§ **Written task**
Reproduce every line of the listing below word for word, with no changes.
# Start of Supplied records
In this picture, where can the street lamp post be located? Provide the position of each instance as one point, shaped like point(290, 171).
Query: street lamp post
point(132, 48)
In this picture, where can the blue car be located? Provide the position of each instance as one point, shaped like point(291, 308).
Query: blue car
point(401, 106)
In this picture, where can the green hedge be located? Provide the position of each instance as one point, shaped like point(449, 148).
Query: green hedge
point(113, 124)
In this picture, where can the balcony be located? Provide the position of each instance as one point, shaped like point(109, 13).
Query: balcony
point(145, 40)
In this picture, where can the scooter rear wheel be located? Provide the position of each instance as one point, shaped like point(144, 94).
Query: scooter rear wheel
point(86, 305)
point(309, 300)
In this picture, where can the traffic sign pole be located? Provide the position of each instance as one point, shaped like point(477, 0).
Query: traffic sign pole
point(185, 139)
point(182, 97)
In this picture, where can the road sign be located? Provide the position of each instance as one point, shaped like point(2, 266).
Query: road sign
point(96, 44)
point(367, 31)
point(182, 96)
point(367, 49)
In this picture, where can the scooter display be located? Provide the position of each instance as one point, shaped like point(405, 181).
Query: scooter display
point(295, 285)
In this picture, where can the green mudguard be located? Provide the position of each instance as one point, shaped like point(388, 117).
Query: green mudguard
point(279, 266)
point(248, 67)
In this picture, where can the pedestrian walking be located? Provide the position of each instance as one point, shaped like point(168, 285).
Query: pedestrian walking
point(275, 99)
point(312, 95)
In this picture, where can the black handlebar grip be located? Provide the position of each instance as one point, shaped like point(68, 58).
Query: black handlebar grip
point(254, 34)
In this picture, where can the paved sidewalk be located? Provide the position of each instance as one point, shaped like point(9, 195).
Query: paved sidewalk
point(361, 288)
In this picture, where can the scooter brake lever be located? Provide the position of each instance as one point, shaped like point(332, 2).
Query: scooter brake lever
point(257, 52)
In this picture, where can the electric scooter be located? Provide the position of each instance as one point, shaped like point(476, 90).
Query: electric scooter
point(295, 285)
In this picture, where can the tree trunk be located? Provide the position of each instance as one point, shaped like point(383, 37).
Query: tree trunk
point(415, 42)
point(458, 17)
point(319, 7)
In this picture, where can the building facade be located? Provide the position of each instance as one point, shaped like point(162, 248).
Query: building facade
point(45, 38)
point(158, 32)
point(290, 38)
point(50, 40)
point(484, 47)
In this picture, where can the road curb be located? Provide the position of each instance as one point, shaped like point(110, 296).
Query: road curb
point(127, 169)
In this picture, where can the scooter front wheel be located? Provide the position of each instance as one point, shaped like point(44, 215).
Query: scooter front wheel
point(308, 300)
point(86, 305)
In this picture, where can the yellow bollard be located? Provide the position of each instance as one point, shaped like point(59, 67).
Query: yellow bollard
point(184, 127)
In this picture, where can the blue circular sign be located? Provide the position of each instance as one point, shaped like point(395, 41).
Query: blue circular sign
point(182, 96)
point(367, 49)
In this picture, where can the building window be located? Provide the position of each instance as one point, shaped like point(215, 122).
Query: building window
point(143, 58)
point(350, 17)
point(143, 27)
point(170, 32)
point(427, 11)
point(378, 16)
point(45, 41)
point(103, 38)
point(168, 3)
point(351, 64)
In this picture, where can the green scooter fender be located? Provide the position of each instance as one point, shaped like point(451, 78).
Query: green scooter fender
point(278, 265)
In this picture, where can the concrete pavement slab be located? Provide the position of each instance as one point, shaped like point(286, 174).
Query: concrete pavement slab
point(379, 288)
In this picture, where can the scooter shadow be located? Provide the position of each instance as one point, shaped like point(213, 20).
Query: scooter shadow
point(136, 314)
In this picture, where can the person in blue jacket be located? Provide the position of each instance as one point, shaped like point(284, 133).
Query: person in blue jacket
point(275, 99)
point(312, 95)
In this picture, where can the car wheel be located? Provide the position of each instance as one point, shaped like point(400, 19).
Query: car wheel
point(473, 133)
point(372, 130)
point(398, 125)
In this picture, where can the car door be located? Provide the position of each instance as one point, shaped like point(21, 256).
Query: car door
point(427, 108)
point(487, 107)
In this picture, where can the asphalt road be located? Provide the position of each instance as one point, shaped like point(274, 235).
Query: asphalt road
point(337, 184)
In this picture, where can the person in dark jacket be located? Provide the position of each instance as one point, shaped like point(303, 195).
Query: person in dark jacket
# End of Supplied records
§ **Response to this exercise**
In this picture, where can the street lamp post be located? Provide the position of each instance as one point, shaped like point(290, 171).
Query: street lamp post
point(132, 48)
In this picture, where can the blue car be located? Provide the position of each instance as one point, shaped like point(291, 308).
Query: blue car
point(401, 106)
In this picture, where can the green hedge be located? Provide the position of each instance as one point, shaped like point(449, 148).
Query: green hedge
point(113, 124)
In this picture, where can the balcony be located? Provide the position of each instance as one point, shaped like point(109, 13).
Query: balcony
point(145, 40)
In this picture, where can the scooter rear wheel be located? Provide the position of each instance as one point, shaped like point(144, 94).
Query: scooter rear wheel
point(86, 305)
point(309, 300)
In this picture, where can the traffic sign pole be located? Provide the position of each instance as one point, shaped like point(477, 0).
Query: traffic sign pole
point(185, 139)
point(182, 97)
In this picture, where can the road sign be located? Provide the position of each instance as one point, shaped like point(2, 266).
Query: road sign
point(96, 44)
point(367, 31)
point(182, 96)
point(367, 49)
In this picture, where can the scooter display be located? Provide the position of each instance as one point, shaped like point(405, 181).
Query: scooter display
point(295, 285)
In this picture, where can the green mudguard be located? Provide the position of each instance as one point, shaped like point(388, 117).
Query: green mudguard
point(279, 266)
point(248, 67)
In this picture, where can the pedestrian walking be located? Provide the position of each instance as one point, shaped like point(168, 285).
Query: pedestrian walking
point(275, 99)
point(312, 95)
In this picture, where can the black handlebar grip be located? Provide the position of each instance as one point, shaped like point(68, 58).
Query: black handlebar grip
point(254, 34)
In this picture, where can the paved sidewalk be located? Provide the position of each instance as one point, shaped like point(9, 195).
Query: paved sidewalk
point(361, 288)
In this picture, where can the scooter brake lever be located? Provide the position of each instance as one point, shaped like point(332, 2).
Query: scooter brake lever
point(257, 52)
In this picture, where can the electric scooter be located? Provide the position of each instance as one point, shaped like point(476, 90).
Query: electric scooter
point(295, 285)
In this picture, where can the tree trunk be located? Provide the position of each instance as one point, shaped like point(383, 37).
Query: tree trunk
point(415, 42)
point(458, 17)
point(319, 7)
In this picture, where can the building facade be located? Provide the position of each instance as one point, shaped like point(162, 248).
Query: building facade
point(45, 38)
point(158, 32)
point(290, 38)
point(50, 40)
point(484, 47)
In this picture, where can the road curb be located? Provide the position of each instance as one point, shaped like point(110, 296).
Query: road curb
point(127, 169)
In this picture, where can the scooter front wheel be located? Provide the position of each instance as one point, shaped like point(44, 215).
Query: scooter front wheel
point(308, 300)
point(86, 305)
In this picture, where can the yellow bollard be located? Provide the position of each instance as one point, shaped like point(59, 67).
Query: yellow bollard
point(184, 127)
In this picture, where can the blue circular sign be located? Provide the position of each instance as one point, shaped like point(395, 41).
Query: blue circular sign
point(182, 96)
point(367, 49)
In this picture, where can the building window be located? Provide the position of each instance as one point, shaped like point(215, 122).
Query: building window
point(143, 58)
point(350, 17)
point(143, 27)
point(170, 32)
point(427, 11)
point(378, 16)
point(45, 41)
point(103, 38)
point(168, 3)
point(351, 64)
In this picture, where can the green scooter fender be located? Provide the position of each instance as one point, shaped like point(451, 78).
Query: green scooter fender
point(278, 265)
In this picture, where can the concrete pavement slab be located? Provide the position of each instance as one point, shaped like point(286, 174).
Query: concrete pavement slab
point(379, 288)
In this picture, where can the scooter shadow be located? Provide the position of each instance as one point, shaped like point(213, 20).
Query: scooter shadow
point(136, 314)
In this picture, where can the person in blue jacket be located? Provide the position of each instance as one point, shaped like point(284, 133).
Query: person in blue jacket
point(275, 99)
point(312, 95)
In this picture, where can the car wheel be located? Provide the position of each instance as one point, shaped like point(400, 19).
Query: car wheel
point(473, 133)
point(372, 130)
point(398, 125)
In this picture, where can the car door be located? Provide the position of each instance as one point, shaped like point(21, 256).
Query: car door
point(427, 108)
point(487, 107)
In this picture, where can the asphalt road be located? Provide the position of each instance as one point, shaped like point(274, 235).
Query: asphalt road
point(337, 184)
In this picture, where can the person in dark jacket be located? Provide the position of each instance as one point, shaped like point(303, 195).
Query: person in dark jacket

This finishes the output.